Listed records START

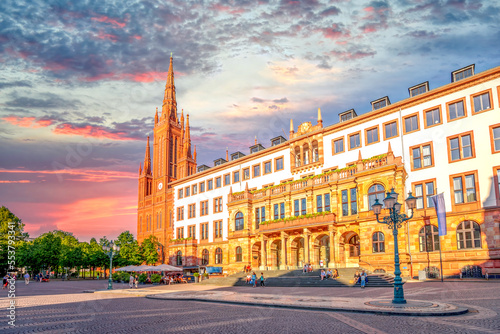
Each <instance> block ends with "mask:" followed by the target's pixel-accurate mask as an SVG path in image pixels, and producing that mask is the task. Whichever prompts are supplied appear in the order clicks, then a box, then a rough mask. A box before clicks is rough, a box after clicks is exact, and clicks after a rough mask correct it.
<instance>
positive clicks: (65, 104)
mask: <svg viewBox="0 0 500 334" xmlns="http://www.w3.org/2000/svg"><path fill="white" fill-rule="evenodd" d="M499 16H500V1H492V0H463V1H460V0H449V1H440V0H420V1H419V0H416V1H406V0H399V1H372V2H369V1H354V0H352V1H348V0H347V1H342V0H337V1H327V0H325V1H319V0H307V1H265V0H260V1H254V0H234V1H202V0H199V1H184V0H177V1H175V0H174V1H167V0H162V1H142V0H135V1H128V0H119V1H118V0H114V1H110V0H101V1H63V0H60V1H56V0H43V1H42V0H38V1H36V0H29V1H22V0H19V1H17V0H16V1H13V0H5V1H1V3H0V68H1V71H0V205H4V206H6V207H8V208H9V209H10V210H11V211H13V212H14V213H15V214H16V215H17V216H18V217H20V218H21V219H22V220H23V222H24V223H25V224H26V231H27V232H29V234H30V236H32V237H36V236H38V235H40V234H41V233H44V232H47V231H51V230H54V229H62V230H64V231H68V232H73V233H74V234H75V236H77V237H78V238H79V239H80V240H81V241H84V240H89V239H90V238H91V237H96V238H100V237H102V236H107V237H108V238H116V236H117V235H118V234H119V233H121V232H122V231H124V230H129V231H131V232H132V233H134V234H136V206H137V177H138V169H139V163H140V162H142V161H143V159H144V150H145V146H146V137H147V135H148V134H150V133H152V131H153V130H152V129H153V117H154V113H155V108H156V107H159V108H160V109H161V104H162V99H163V92H164V86H165V81H166V72H167V70H168V64H169V58H170V53H171V52H172V53H173V59H174V70H175V84H176V89H177V103H178V109H179V112H180V111H181V109H184V113H189V114H190V125H191V139H192V144H193V145H196V147H197V151H198V165H201V164H206V165H209V166H212V165H213V160H215V159H217V158H220V157H225V150H226V147H228V149H229V153H232V152H236V151H242V152H244V153H247V152H248V147H249V146H251V145H253V141H254V138H255V136H257V138H258V140H259V142H260V143H262V144H263V145H264V146H265V147H268V146H269V139H270V138H272V137H275V136H278V135H284V133H285V134H287V133H288V130H289V120H290V118H293V119H294V123H295V126H298V125H299V124H300V123H301V122H304V121H310V120H313V119H315V117H316V110H317V108H321V110H322V114H323V120H324V124H325V125H331V124H334V123H336V122H337V121H338V113H340V112H342V111H345V110H348V109H350V108H354V109H355V110H356V112H357V113H358V115H359V114H363V113H365V112H367V111H369V110H371V106H370V101H373V100H375V99H377V98H380V97H383V96H386V95H388V96H389V98H390V100H391V102H393V103H394V102H396V101H400V100H402V99H405V98H407V97H408V87H411V86H413V85H416V84H419V83H422V82H424V81H429V85H430V88H431V89H433V88H436V87H439V86H442V85H445V84H447V83H449V82H450V72H452V71H454V70H456V69H459V68H462V67H464V66H467V65H470V64H475V65H476V72H482V71H484V70H487V69H490V68H492V67H496V66H498V65H500V64H499V59H500V47H499V43H500V28H499V27H500V25H499V23H498V22H499V21H498V17H499Z"/></svg>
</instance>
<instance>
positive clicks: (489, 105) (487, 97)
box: [471, 90, 493, 113]
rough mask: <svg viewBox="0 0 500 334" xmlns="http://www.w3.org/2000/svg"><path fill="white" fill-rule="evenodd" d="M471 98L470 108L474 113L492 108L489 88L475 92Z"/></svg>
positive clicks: (491, 108) (483, 110)
mask: <svg viewBox="0 0 500 334" xmlns="http://www.w3.org/2000/svg"><path fill="white" fill-rule="evenodd" d="M471 99H472V110H473V111H474V113H479V112H482V111H487V110H490V109H492V105H493V103H492V101H491V90H489V91H485V92H481V93H477V94H475V95H473V96H472V97H471Z"/></svg>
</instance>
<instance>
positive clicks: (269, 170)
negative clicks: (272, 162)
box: [264, 161, 273, 174]
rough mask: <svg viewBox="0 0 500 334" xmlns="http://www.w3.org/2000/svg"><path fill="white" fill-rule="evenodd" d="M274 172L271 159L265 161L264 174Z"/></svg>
mask: <svg viewBox="0 0 500 334" xmlns="http://www.w3.org/2000/svg"><path fill="white" fill-rule="evenodd" d="M272 172H273V168H272V166H271V161H266V162H264V174H269V173H272Z"/></svg>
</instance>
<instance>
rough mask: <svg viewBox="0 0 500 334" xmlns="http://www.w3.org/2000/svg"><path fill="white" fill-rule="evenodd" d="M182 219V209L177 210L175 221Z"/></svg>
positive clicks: (183, 210)
mask: <svg viewBox="0 0 500 334" xmlns="http://www.w3.org/2000/svg"><path fill="white" fill-rule="evenodd" d="M183 219H184V207H180V208H177V220H183Z"/></svg>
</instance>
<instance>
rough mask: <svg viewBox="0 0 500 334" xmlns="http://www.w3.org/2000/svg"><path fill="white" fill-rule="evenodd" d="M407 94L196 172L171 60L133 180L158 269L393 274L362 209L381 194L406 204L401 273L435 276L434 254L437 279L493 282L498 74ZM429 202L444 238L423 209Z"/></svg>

Listed records END

● **Task to complete**
Retype all the data exactly; skip the pictures.

● **Task output**
Each <instance> block ends with "mask:" followed by the target's pixel-accurate mask as an SVG path in image pixels, and producing that mask is the task. Whichever prompts are supplied appear in the order clicks, then a box, then a rough mask. A box before clicks is rough, a box after clicks is exact, and clicks after a rough mask correct it.
<instance>
positive clicks: (65, 104)
mask: <svg viewBox="0 0 500 334" xmlns="http://www.w3.org/2000/svg"><path fill="white" fill-rule="evenodd" d="M499 16H500V1H492V0H463V1H460V0H449V1H440V0H420V1H419V0H416V1H406V0H399V1H372V2H369V1H354V0H352V1H348V0H347V1H342V0H337V1H327V0H325V1H319V0H307V1H265V0H260V1H254V0H234V1H202V0H199V1H184V0H177V1H175V0H174V1H167V0H162V1H142V0H135V1H128V0H119V1H118V0H114V1H110V0H101V1H63V0H60V1H56V0H43V1H42V0H38V1H36V0H29V1H22V0H19V1H17V0H16V1H13V0H5V1H1V3H0V68H1V71H0V205H4V206H6V207H8V208H9V209H10V210H11V211H13V212H14V213H15V214H16V215H17V216H18V217H20V218H21V219H22V220H23V222H24V223H25V224H26V231H27V232H29V234H30V236H32V237H36V236H38V235H40V234H41V233H44V232H47V231H51V230H54V229H62V230H64V231H68V232H73V233H74V234H75V236H77V237H78V238H79V239H80V240H81V241H84V240H89V239H90V238H91V237H96V238H100V237H102V236H107V237H108V238H116V236H117V235H118V234H119V233H121V232H122V231H124V230H129V231H131V232H132V233H134V234H136V206H137V177H138V169H139V163H140V162H142V161H143V159H144V150H145V146H146V137H147V135H148V134H150V133H152V131H153V130H152V129H153V117H154V113H155V108H156V107H159V108H160V109H161V104H162V99H163V92H164V86H165V81H166V72H167V70H168V64H169V58H170V53H171V52H172V53H173V59H174V70H175V84H176V89H177V103H178V109H179V112H180V111H181V109H184V113H189V114H190V125H191V139H192V144H193V145H196V147H197V151H198V165H201V164H206V165H209V166H212V165H213V160H215V159H217V158H220V157H225V150H226V147H228V149H229V153H232V152H236V151H242V152H244V153H247V152H248V147H249V146H251V145H253V141H254V138H255V136H257V138H258V140H259V142H260V143H262V144H263V145H264V146H265V147H268V146H269V139H270V138H272V137H275V136H278V135H284V133H285V134H287V133H288V130H289V120H290V118H293V119H294V123H295V126H298V125H299V124H300V123H301V122H304V121H310V120H313V119H315V117H316V110H317V108H321V110H322V114H323V120H324V124H325V125H331V124H334V123H336V122H337V121H338V113H340V112H342V111H345V110H348V109H350V108H354V109H355V110H356V112H357V113H358V115H359V114H363V113H365V112H367V111H369V110H371V106H370V101H373V100H375V99H377V98H380V97H383V96H386V95H388V96H389V98H390V100H391V102H393V103H394V102H396V101H400V100H402V99H405V98H407V97H408V87H411V86H413V85H416V84H419V83H422V82H424V81H429V85H430V88H431V89H433V88H436V87H439V86H442V85H445V84H447V83H449V82H450V72H452V71H454V70H456V69H459V68H462V67H464V66H467V65H470V64H475V65H476V72H482V71H484V70H487V69H490V68H492V67H496V66H498V65H500V64H499V59H500V47H499V43H500V28H499V27H500V25H499V23H498V22H499V21H498V17H499Z"/></svg>
</instance>
<instance>
positive clicks: (489, 105) (487, 97)
box: [471, 90, 493, 113]
rough mask: <svg viewBox="0 0 500 334" xmlns="http://www.w3.org/2000/svg"><path fill="white" fill-rule="evenodd" d="M471 98L470 108L474 113L492 108L489 88L475 92Z"/></svg>
positive clicks: (491, 108) (483, 110)
mask: <svg viewBox="0 0 500 334" xmlns="http://www.w3.org/2000/svg"><path fill="white" fill-rule="evenodd" d="M471 99H472V110H473V111H474V113H479V112H482V111H487V110H490V109H492V105H493V103H492V101H491V90H489V91H485V92H481V93H477V94H475V95H473V96H472V97H471Z"/></svg>
</instance>
<instance>
positive clicks: (269, 170)
negative clicks: (272, 162)
box: [264, 161, 273, 174]
rough mask: <svg viewBox="0 0 500 334" xmlns="http://www.w3.org/2000/svg"><path fill="white" fill-rule="evenodd" d="M274 172L271 159L265 161L264 174Z"/></svg>
mask: <svg viewBox="0 0 500 334" xmlns="http://www.w3.org/2000/svg"><path fill="white" fill-rule="evenodd" d="M272 172H273V168H272V166H271V161H266V162H264V174H269V173H272Z"/></svg>
</instance>
<instance>
rough mask: <svg viewBox="0 0 500 334" xmlns="http://www.w3.org/2000/svg"><path fill="white" fill-rule="evenodd" d="M182 219V209L177 210L175 221Z"/></svg>
positive clicks: (183, 210)
mask: <svg viewBox="0 0 500 334" xmlns="http://www.w3.org/2000/svg"><path fill="white" fill-rule="evenodd" d="M183 219H184V207H180V208H177V220H183Z"/></svg>
</instance>
<instance>
rough mask: <svg viewBox="0 0 500 334" xmlns="http://www.w3.org/2000/svg"><path fill="white" fill-rule="evenodd" d="M407 94L196 172L171 60L133 180L158 269L393 274L362 209L381 194L406 204L401 273L435 276L434 254L437 279L493 282L498 74ZM429 202L444 238L423 209Z"/></svg>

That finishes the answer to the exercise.